Output the data exactly, with every line intact.

GIVEN DATA:
# # # # # # #

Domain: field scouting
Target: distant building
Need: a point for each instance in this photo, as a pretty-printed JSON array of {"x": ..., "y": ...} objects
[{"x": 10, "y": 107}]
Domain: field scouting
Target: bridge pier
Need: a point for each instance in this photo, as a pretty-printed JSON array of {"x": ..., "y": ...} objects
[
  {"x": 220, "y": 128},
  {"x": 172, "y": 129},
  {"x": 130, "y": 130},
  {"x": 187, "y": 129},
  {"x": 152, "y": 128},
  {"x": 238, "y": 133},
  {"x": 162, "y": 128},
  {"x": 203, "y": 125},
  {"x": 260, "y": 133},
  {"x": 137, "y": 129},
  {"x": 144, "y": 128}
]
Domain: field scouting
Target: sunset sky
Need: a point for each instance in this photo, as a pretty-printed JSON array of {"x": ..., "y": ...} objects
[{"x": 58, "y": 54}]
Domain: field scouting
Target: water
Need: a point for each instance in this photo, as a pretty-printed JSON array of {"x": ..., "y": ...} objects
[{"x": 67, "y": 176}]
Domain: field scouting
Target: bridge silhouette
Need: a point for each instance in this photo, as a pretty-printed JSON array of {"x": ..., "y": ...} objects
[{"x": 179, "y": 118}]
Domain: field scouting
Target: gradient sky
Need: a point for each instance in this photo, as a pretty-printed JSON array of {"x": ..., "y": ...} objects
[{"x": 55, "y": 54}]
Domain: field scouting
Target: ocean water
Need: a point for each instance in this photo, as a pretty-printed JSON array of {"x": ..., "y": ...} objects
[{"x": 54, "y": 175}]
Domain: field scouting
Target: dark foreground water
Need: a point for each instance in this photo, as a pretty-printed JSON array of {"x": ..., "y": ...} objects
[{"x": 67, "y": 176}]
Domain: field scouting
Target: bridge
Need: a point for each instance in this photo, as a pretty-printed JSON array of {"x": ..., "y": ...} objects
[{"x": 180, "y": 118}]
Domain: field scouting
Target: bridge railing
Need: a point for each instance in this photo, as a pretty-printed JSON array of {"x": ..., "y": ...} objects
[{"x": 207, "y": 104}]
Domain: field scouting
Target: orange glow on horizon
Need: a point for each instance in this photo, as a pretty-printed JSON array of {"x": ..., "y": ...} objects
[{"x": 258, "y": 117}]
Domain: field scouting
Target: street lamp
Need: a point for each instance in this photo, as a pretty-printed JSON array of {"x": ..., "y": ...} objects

# # # # # # #

TASK RESULT:
Domain: field scouting
Target: distant building
Need: a point for each instance in this photo, as a pretty-printed JSON array of {"x": ..., "y": ...} objects
[{"x": 10, "y": 107}]
Domain: field scouting
Target: bridge pier
Need: a point for each instance in this photo, as a pretty-printed JSON array of {"x": ..., "y": ...} objects
[
  {"x": 220, "y": 128},
  {"x": 172, "y": 129},
  {"x": 130, "y": 130},
  {"x": 187, "y": 129},
  {"x": 152, "y": 128},
  {"x": 238, "y": 133},
  {"x": 162, "y": 128},
  {"x": 203, "y": 125},
  {"x": 260, "y": 133},
  {"x": 137, "y": 129},
  {"x": 144, "y": 128}
]
Domain: field scouting
Target: sunset sky
Need: a point for each instance in this photo, as a pretty-printed JSON array of {"x": ..., "y": ...} objects
[{"x": 58, "y": 54}]
Domain: field scouting
Target: water
Need: a point for each instance in this photo, as a pretty-printed JSON array of {"x": ..., "y": ...} objects
[{"x": 67, "y": 176}]
Domain: field scouting
Target: bridge silhouette
Need: a point for each instance in this photo, as a pretty-printed JSON array of {"x": ..., "y": ...} objects
[{"x": 179, "y": 118}]
Domain: field scouting
Target: gradient sky
Need: a point for each instance in this photo, as a pretty-printed JSON array of {"x": ..., "y": ...} objects
[{"x": 55, "y": 54}]
Domain: field scouting
Target: ocean water
Need: a point for each instance in this photo, as a pretty-printed JSON array of {"x": ..., "y": ...} objects
[{"x": 54, "y": 175}]
Domain: field scouting
Target: dark foreground water
Need: a point for each instance in this photo, as a pretty-printed JSON array of {"x": ..., "y": ...} objects
[{"x": 67, "y": 176}]
Domain: field scouting
Target: bridge
Need: a point for each instance in this photo, as a pretty-printed JSON array of {"x": ..., "y": ...} objects
[{"x": 180, "y": 118}]
Domain: field scouting
Target: bridge railing
Need: a point for each instance in this photo, as a pretty-printed JSON array of {"x": ..., "y": ...} objects
[{"x": 207, "y": 104}]
Domain: field scouting
Target: orange glow on horizon
Need: a point for each instance in this photo, as a pretty-printed JSON array of {"x": ..., "y": ...} objects
[{"x": 258, "y": 117}]
Domain: field scouting
Target: street lamp
Need: a point for each instance in this photo, as a pretty-printed JSON array of {"x": ..., "y": ...} objects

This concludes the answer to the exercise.